═══ SOURCE
Wednesday, April 8, 2009

Life at Stalemate, Again!!!

Imagine a situation where you are walking in a crowded area, and suddenly you slip and fall down on the earth. You somehow manage to get up again on your own, look at the staring people at you, ignore them, and start walking again. You just walked few steps more and what the hell, you slip and fall again! You smile again, get up and behave as if everything is normal. The walking process continues. Another few steps ahead and the event repeat again. Now you would have got frustrated by this time and call it a bad day!

Yes, sometimes, in our life, we see many such bad days. But these bad days are nothing but our testing times. These are the days which tests our real patience, our confidence, our courage, ourselves. And the one who is able to have a laugh at the end of such day, is the real human being.

I’ve been facing such situations at regular period of time, right from my school days. The past week has thrown me in the flashback of memories. All those feelings of failure, dejection, rejection, frustration etc are again on my mind. It’s really a tough time for me. But I’m really happy that there are some people giving me strength to fight back with the situation. I’m really thankful to them. Thankful to my parents, to my (real) friends, and thankful to the almighty.
══════
═══ DATA FOR THIS EXERCISE
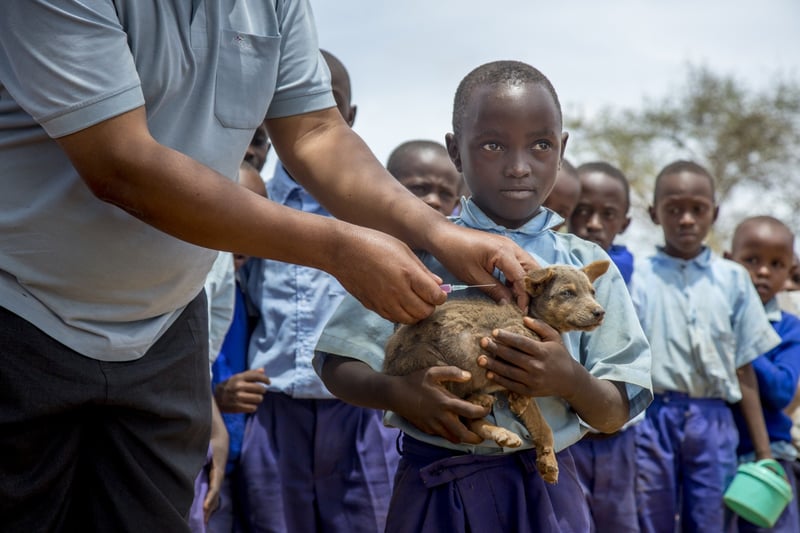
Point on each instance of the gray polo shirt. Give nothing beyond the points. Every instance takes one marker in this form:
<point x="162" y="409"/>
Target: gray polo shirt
<point x="85" y="272"/>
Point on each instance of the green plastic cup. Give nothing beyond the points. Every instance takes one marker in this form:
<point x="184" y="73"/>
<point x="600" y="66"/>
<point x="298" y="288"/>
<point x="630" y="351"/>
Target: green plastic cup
<point x="759" y="492"/>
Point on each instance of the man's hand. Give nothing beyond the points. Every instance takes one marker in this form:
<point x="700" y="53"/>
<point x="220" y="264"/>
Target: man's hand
<point x="472" y="256"/>
<point x="242" y="392"/>
<point x="386" y="276"/>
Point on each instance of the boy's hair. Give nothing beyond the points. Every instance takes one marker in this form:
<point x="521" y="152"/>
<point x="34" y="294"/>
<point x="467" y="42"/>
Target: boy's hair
<point x="497" y="73"/>
<point x="764" y="219"/>
<point x="399" y="156"/>
<point x="679" y="166"/>
<point x="610" y="170"/>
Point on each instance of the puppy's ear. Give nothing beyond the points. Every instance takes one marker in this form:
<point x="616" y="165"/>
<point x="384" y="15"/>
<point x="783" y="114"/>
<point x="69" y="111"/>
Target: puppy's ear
<point x="596" y="269"/>
<point x="536" y="280"/>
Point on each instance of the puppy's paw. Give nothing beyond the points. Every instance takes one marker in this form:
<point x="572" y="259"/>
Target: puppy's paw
<point x="506" y="438"/>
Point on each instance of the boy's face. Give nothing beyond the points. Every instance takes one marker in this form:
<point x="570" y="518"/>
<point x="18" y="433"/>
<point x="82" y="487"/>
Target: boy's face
<point x="685" y="209"/>
<point x="433" y="178"/>
<point x="602" y="210"/>
<point x="508" y="150"/>
<point x="766" y="254"/>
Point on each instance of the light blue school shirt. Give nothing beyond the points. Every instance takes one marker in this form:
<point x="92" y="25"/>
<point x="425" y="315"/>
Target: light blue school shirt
<point x="616" y="351"/>
<point x="294" y="303"/>
<point x="704" y="320"/>
<point x="84" y="271"/>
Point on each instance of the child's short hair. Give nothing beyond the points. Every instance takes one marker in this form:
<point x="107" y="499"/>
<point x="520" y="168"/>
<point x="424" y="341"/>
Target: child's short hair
<point x="497" y="73"/>
<point x="610" y="170"/>
<point x="679" y="166"/>
<point x="775" y="223"/>
<point x="399" y="156"/>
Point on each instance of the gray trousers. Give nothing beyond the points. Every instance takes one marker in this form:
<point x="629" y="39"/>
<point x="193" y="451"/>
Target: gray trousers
<point x="87" y="445"/>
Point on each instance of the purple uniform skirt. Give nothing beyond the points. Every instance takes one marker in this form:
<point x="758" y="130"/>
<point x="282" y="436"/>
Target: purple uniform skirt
<point x="317" y="465"/>
<point x="438" y="490"/>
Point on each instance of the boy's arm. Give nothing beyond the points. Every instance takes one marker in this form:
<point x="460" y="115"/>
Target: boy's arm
<point x="545" y="368"/>
<point x="420" y="397"/>
<point x="752" y="412"/>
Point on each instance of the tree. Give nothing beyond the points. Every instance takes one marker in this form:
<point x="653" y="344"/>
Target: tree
<point x="748" y="140"/>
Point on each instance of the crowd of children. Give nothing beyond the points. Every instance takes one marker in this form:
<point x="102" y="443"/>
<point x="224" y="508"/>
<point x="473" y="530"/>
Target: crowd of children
<point x="694" y="370"/>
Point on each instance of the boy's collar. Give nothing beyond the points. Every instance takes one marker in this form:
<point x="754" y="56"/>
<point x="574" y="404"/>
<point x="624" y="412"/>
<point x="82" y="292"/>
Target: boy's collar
<point x="282" y="185"/>
<point x="702" y="259"/>
<point x="773" y="310"/>
<point x="472" y="215"/>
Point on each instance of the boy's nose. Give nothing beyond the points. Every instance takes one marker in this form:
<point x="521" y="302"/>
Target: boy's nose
<point x="517" y="166"/>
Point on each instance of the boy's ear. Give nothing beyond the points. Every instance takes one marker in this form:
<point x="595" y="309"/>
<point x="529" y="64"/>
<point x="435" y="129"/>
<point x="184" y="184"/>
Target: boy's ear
<point x="595" y="269"/>
<point x="653" y="215"/>
<point x="625" y="224"/>
<point x="452" y="150"/>
<point x="535" y="280"/>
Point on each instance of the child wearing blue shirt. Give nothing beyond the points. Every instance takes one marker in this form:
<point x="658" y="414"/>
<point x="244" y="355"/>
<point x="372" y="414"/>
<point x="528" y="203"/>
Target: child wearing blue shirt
<point x="309" y="462"/>
<point x="706" y="325"/>
<point x="606" y="463"/>
<point x="765" y="247"/>
<point x="508" y="142"/>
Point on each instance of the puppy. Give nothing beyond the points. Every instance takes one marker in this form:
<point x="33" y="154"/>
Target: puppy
<point x="561" y="295"/>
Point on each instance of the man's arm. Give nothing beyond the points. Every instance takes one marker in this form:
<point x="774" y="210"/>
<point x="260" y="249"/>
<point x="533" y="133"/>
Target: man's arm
<point x="337" y="167"/>
<point x="122" y="164"/>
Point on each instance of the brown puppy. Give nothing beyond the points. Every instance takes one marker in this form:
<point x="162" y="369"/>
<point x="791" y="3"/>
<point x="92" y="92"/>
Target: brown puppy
<point x="561" y="295"/>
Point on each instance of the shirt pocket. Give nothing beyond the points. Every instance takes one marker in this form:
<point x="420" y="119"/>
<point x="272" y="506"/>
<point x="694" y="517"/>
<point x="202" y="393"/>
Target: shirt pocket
<point x="246" y="77"/>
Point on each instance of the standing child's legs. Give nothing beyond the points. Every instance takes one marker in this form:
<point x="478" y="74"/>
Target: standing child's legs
<point x="315" y="465"/>
<point x="437" y="490"/>
<point x="606" y="466"/>
<point x="686" y="454"/>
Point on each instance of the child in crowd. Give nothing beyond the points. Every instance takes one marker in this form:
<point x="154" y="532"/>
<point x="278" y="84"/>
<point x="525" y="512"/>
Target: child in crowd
<point x="566" y="191"/>
<point x="309" y="461"/>
<point x="507" y="141"/>
<point x="425" y="169"/>
<point x="229" y="369"/>
<point x="789" y="297"/>
<point x="706" y="325"/>
<point x="765" y="247"/>
<point x="606" y="463"/>
<point x="602" y="211"/>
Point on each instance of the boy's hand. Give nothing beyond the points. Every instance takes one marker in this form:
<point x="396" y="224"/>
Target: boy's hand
<point x="527" y="366"/>
<point x="424" y="402"/>
<point x="242" y="392"/>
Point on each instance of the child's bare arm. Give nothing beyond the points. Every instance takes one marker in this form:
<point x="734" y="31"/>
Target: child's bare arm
<point x="418" y="397"/>
<point x="545" y="368"/>
<point x="752" y="412"/>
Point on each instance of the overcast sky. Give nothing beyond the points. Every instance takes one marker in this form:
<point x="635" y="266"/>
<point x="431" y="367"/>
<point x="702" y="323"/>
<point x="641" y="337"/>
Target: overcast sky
<point x="405" y="58"/>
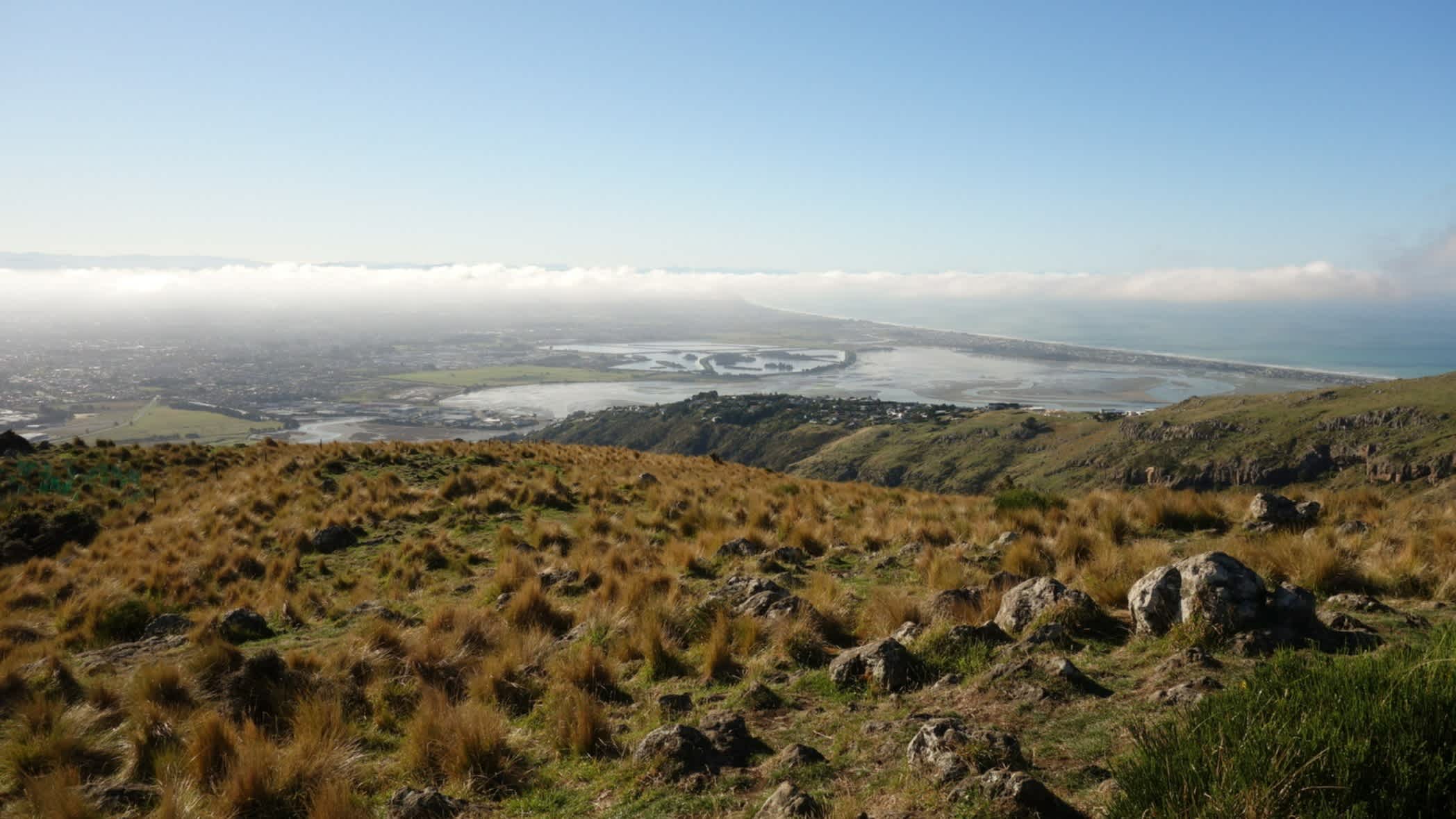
══════
* TASK LIST
A - Update the blog post between "I’ve been facing" and "to the almighty.", inclusive, replacing "strength" with "courage".
B - Count the lines of the listing that contain the string "wearing", with case counting, and give only the number.

* SOLUTIONS FOR EACH TASK
A -
I’ve been facing such situations at regular period of time, right from my school days. The past week has thrown me in the flashback of memories. All those feelings of failure, dejection, rejection, frustration etc are again on my mind. It’s really a tough time for me. But I’m really happy that there are some people giving me courage to fight back with the situation. I’m really thankful to them. Thankful to my parents, to my (real) friends, and thankful to the almighty.

B - 2